## Working data
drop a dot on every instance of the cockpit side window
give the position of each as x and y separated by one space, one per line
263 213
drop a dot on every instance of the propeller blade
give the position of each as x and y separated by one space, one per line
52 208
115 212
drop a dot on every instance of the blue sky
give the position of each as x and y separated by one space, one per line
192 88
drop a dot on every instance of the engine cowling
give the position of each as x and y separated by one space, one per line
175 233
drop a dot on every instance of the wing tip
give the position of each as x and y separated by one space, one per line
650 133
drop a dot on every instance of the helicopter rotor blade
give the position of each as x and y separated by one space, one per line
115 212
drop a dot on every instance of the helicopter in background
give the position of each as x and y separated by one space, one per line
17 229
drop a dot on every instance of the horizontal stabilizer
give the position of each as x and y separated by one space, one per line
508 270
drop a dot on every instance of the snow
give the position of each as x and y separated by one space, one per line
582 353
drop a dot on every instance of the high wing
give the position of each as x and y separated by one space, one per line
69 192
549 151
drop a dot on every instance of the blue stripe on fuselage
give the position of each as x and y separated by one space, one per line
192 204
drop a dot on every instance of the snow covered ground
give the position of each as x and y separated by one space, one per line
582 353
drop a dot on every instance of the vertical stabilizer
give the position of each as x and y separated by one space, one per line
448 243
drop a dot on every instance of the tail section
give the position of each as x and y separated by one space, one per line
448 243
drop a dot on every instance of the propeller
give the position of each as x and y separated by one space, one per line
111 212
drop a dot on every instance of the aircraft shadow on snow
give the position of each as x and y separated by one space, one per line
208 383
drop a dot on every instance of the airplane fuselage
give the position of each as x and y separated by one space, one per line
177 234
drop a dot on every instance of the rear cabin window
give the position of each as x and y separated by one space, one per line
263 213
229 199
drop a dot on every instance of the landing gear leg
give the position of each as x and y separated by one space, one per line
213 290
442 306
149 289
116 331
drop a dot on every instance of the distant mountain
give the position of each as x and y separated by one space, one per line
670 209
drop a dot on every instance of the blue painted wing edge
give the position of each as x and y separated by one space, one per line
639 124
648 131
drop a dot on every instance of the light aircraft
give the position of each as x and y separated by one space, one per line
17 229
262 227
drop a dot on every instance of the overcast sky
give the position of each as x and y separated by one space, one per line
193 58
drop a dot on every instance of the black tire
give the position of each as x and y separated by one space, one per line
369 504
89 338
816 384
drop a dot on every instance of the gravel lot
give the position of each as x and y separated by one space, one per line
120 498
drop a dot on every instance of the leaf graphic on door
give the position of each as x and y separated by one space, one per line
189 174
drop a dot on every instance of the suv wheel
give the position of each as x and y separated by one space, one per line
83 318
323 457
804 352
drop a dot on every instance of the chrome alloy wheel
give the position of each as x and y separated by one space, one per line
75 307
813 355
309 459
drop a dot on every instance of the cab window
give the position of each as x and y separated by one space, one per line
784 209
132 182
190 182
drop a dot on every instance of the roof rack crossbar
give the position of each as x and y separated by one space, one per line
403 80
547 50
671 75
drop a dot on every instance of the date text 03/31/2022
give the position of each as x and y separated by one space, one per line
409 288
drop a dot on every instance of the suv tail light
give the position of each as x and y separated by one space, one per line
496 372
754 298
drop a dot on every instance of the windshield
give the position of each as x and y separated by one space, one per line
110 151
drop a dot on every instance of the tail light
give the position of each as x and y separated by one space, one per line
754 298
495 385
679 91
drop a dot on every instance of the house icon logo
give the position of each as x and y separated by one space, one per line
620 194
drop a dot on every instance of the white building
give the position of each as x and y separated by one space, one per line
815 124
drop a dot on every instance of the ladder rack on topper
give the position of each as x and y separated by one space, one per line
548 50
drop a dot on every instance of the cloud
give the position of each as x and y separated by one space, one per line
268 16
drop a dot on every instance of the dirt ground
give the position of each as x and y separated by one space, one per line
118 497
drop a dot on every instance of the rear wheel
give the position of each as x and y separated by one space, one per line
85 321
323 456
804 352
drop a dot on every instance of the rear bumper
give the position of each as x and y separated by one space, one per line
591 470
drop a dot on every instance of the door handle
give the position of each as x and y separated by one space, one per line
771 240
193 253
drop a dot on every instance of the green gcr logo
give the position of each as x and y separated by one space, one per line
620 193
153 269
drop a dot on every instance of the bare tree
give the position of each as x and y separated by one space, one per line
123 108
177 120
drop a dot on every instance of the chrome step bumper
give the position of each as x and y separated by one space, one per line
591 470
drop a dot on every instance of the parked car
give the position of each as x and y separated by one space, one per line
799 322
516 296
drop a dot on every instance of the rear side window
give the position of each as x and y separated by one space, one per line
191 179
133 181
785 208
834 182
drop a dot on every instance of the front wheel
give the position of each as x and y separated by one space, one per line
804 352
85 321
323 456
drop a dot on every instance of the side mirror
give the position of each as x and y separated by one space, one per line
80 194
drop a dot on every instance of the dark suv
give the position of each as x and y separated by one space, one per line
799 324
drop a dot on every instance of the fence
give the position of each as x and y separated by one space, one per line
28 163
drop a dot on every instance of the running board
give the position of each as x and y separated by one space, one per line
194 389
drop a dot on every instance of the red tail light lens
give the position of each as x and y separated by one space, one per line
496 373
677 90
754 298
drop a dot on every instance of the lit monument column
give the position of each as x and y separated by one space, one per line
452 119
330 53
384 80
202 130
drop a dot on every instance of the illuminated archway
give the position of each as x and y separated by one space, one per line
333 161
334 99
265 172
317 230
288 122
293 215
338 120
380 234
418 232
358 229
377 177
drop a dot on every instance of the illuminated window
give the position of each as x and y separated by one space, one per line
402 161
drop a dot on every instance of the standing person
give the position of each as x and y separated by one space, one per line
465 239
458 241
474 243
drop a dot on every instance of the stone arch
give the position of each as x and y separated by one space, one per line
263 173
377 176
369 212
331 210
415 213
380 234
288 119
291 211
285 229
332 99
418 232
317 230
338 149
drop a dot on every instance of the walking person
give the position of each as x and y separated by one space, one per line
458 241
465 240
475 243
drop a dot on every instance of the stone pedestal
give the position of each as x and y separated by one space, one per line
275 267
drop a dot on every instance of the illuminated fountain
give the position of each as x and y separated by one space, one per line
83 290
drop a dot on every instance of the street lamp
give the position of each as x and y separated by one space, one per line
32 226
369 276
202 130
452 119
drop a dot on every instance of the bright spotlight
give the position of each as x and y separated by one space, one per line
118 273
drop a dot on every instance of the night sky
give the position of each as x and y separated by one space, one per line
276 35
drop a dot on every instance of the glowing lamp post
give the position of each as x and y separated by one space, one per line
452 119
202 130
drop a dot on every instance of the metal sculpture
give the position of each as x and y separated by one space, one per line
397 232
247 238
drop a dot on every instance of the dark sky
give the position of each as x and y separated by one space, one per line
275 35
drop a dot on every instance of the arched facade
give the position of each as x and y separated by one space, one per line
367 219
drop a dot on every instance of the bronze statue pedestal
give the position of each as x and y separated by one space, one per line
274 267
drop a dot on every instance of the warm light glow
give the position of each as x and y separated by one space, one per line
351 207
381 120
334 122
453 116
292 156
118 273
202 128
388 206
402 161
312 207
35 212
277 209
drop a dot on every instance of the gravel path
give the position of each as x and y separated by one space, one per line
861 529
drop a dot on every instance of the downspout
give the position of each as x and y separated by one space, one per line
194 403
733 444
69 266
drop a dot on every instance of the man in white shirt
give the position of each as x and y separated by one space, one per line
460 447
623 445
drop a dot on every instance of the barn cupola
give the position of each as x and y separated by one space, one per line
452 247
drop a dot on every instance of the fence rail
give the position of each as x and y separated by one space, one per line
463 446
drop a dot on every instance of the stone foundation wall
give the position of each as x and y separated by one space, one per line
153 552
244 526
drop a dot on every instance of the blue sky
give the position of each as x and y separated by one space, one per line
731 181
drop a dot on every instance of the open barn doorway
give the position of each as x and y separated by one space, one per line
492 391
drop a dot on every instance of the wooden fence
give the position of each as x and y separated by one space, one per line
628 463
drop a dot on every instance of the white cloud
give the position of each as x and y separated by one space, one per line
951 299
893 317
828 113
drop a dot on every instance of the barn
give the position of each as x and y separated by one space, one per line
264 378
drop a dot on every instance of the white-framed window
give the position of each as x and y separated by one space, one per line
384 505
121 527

## How to complete this task
Tally the lines of the material in which the word "lamp" appears. Output the count alone.

## Task answer
2